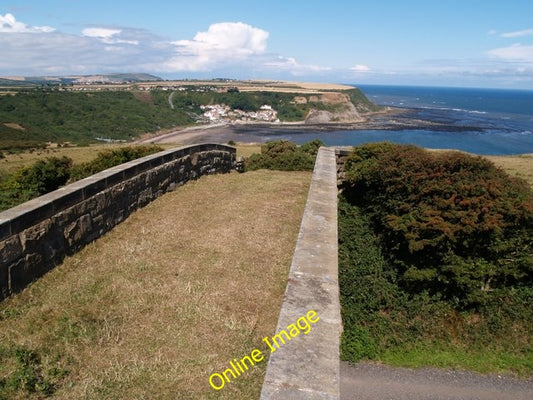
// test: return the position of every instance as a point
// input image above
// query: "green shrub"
(451, 224)
(386, 320)
(285, 156)
(110, 158)
(45, 176)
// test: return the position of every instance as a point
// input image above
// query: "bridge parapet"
(37, 235)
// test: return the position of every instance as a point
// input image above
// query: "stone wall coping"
(18, 218)
(308, 366)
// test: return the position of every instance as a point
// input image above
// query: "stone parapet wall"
(308, 366)
(37, 235)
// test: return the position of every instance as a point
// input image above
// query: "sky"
(466, 43)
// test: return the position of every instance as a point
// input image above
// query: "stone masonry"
(37, 235)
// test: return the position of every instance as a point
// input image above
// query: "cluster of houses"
(223, 113)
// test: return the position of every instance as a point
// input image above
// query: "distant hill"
(72, 79)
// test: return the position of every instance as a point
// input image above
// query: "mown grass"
(168, 297)
(521, 165)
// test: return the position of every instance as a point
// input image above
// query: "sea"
(503, 120)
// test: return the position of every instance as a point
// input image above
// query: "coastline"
(392, 119)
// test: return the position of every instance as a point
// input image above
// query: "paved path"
(377, 382)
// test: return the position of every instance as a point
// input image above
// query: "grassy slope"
(168, 297)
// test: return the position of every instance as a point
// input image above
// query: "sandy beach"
(392, 119)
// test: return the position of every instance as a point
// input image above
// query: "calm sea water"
(505, 116)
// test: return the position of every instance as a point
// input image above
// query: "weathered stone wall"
(308, 367)
(37, 235)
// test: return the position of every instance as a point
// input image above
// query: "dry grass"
(13, 162)
(521, 166)
(168, 297)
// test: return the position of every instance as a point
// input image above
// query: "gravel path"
(371, 381)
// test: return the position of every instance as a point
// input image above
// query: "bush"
(285, 156)
(451, 224)
(110, 158)
(45, 176)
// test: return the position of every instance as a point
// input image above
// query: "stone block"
(10, 249)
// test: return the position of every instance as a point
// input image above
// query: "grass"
(15, 161)
(449, 356)
(168, 297)
(521, 166)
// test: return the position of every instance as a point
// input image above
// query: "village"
(223, 113)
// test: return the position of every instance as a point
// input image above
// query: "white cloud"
(101, 33)
(9, 24)
(294, 67)
(107, 35)
(516, 52)
(360, 68)
(222, 43)
(525, 32)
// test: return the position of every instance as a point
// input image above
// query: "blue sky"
(438, 43)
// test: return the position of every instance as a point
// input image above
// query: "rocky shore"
(392, 119)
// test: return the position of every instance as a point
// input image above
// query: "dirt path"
(369, 381)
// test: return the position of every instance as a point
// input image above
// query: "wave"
(454, 109)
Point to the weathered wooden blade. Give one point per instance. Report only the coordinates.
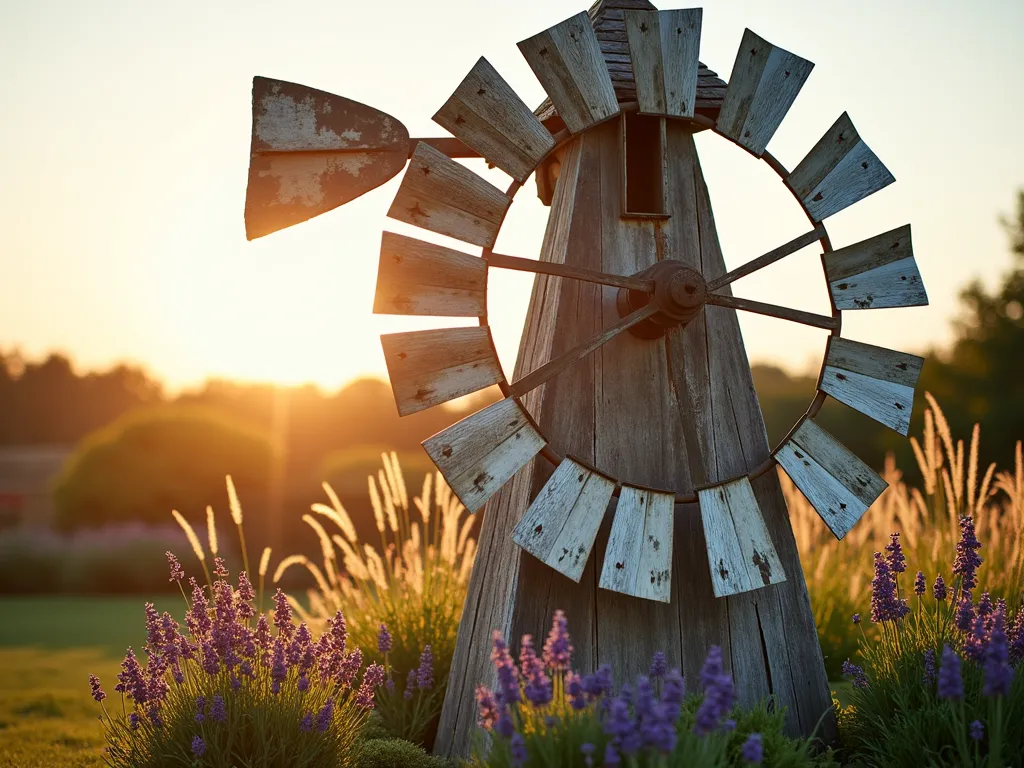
(664, 48)
(419, 278)
(739, 550)
(312, 152)
(487, 115)
(763, 86)
(638, 558)
(837, 483)
(840, 170)
(876, 381)
(480, 454)
(560, 525)
(876, 273)
(444, 197)
(567, 60)
(428, 368)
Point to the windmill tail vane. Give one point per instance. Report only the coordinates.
(312, 152)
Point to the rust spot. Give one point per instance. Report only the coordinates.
(762, 564)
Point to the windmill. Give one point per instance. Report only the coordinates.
(626, 472)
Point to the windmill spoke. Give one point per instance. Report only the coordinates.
(769, 258)
(559, 364)
(564, 270)
(773, 310)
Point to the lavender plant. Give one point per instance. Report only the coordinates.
(232, 690)
(543, 714)
(941, 681)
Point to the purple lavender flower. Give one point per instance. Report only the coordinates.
(929, 667)
(658, 665)
(998, 673)
(968, 561)
(557, 649)
(217, 711)
(518, 749)
(383, 640)
(325, 715)
(856, 674)
(919, 584)
(372, 680)
(486, 707)
(950, 683)
(894, 554)
(753, 751)
(97, 691)
(425, 675)
(177, 573)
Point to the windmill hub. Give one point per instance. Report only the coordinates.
(679, 293)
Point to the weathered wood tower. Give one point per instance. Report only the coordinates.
(629, 474)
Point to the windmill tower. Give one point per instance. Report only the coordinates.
(627, 474)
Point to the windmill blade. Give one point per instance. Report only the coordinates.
(837, 483)
(664, 48)
(638, 558)
(312, 152)
(567, 60)
(444, 197)
(876, 273)
(763, 86)
(840, 170)
(876, 381)
(487, 115)
(480, 454)
(428, 368)
(739, 550)
(419, 278)
(560, 525)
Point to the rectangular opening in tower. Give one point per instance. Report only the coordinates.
(643, 165)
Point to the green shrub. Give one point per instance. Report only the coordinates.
(148, 462)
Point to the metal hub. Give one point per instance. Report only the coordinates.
(679, 292)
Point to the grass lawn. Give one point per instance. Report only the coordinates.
(48, 647)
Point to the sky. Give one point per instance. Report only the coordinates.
(124, 143)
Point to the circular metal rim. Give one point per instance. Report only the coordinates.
(563, 137)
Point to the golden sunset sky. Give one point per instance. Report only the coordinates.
(124, 135)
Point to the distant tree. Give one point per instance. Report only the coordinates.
(147, 463)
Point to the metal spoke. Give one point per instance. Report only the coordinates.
(559, 364)
(773, 310)
(769, 258)
(563, 270)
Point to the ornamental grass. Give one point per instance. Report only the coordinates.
(414, 584)
(839, 572)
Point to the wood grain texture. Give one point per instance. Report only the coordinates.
(428, 368)
(664, 48)
(487, 115)
(763, 86)
(482, 452)
(839, 171)
(444, 197)
(739, 549)
(876, 273)
(419, 278)
(567, 60)
(836, 482)
(560, 525)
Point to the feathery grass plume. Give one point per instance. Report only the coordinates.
(211, 530)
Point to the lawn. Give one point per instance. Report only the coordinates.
(48, 647)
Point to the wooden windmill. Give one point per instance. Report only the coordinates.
(626, 473)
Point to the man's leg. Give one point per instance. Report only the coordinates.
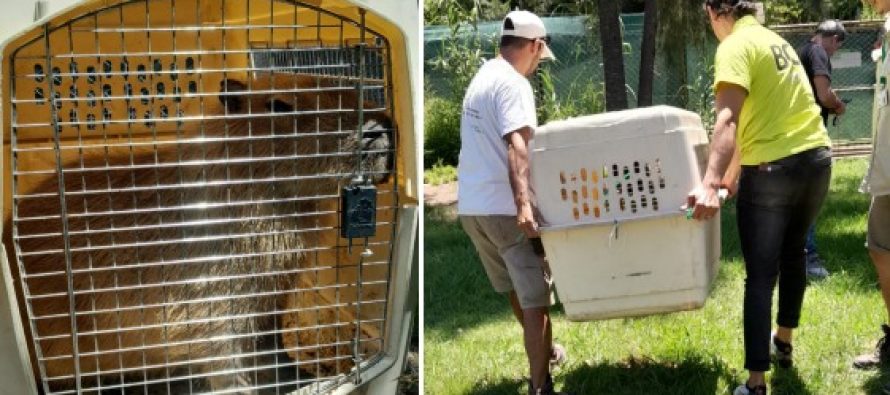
(881, 260)
(536, 332)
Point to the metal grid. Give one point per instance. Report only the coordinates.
(175, 201)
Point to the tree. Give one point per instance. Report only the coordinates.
(647, 54)
(613, 55)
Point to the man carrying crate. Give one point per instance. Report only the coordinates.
(877, 183)
(494, 200)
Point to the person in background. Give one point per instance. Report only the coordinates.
(815, 56)
(494, 202)
(769, 140)
(877, 183)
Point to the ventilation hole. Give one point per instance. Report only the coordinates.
(57, 78)
(91, 74)
(38, 73)
(72, 68)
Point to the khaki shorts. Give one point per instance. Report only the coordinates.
(509, 259)
(879, 224)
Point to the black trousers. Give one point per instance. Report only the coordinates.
(777, 203)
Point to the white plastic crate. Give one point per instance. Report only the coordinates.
(610, 189)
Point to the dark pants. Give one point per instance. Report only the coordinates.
(777, 203)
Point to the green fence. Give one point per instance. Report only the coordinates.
(579, 66)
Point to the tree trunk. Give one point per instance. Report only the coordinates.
(647, 54)
(613, 57)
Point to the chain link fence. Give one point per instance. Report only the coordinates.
(578, 68)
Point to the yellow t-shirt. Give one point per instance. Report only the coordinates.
(780, 116)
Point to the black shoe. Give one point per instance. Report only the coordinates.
(880, 356)
(781, 353)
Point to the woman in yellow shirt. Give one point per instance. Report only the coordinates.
(769, 136)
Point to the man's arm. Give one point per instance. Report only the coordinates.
(729, 101)
(827, 96)
(517, 158)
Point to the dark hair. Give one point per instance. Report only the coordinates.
(830, 28)
(735, 8)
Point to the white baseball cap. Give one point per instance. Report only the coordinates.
(527, 25)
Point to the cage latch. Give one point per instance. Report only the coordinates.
(359, 211)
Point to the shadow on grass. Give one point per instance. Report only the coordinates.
(457, 293)
(692, 375)
(788, 381)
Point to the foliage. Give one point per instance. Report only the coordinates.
(441, 131)
(439, 174)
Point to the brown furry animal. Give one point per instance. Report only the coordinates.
(246, 200)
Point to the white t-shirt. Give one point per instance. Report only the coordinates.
(499, 100)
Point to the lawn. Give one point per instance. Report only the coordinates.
(472, 344)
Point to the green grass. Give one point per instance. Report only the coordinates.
(473, 345)
(439, 174)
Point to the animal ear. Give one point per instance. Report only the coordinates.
(230, 95)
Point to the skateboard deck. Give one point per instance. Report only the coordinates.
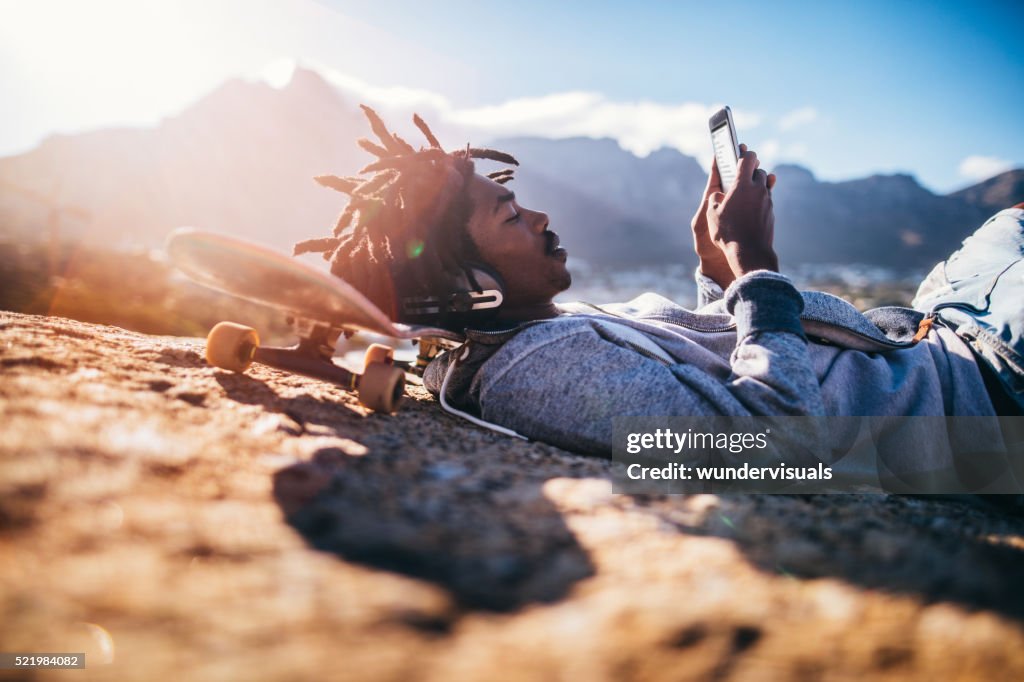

.....

→ SHORT TASK: Please pull out every line above that contains the string "path", and copy each one unchanged.

→ RESPONSE:
// query: "paved path"
// query: "gravel path"
// query: "dirt path"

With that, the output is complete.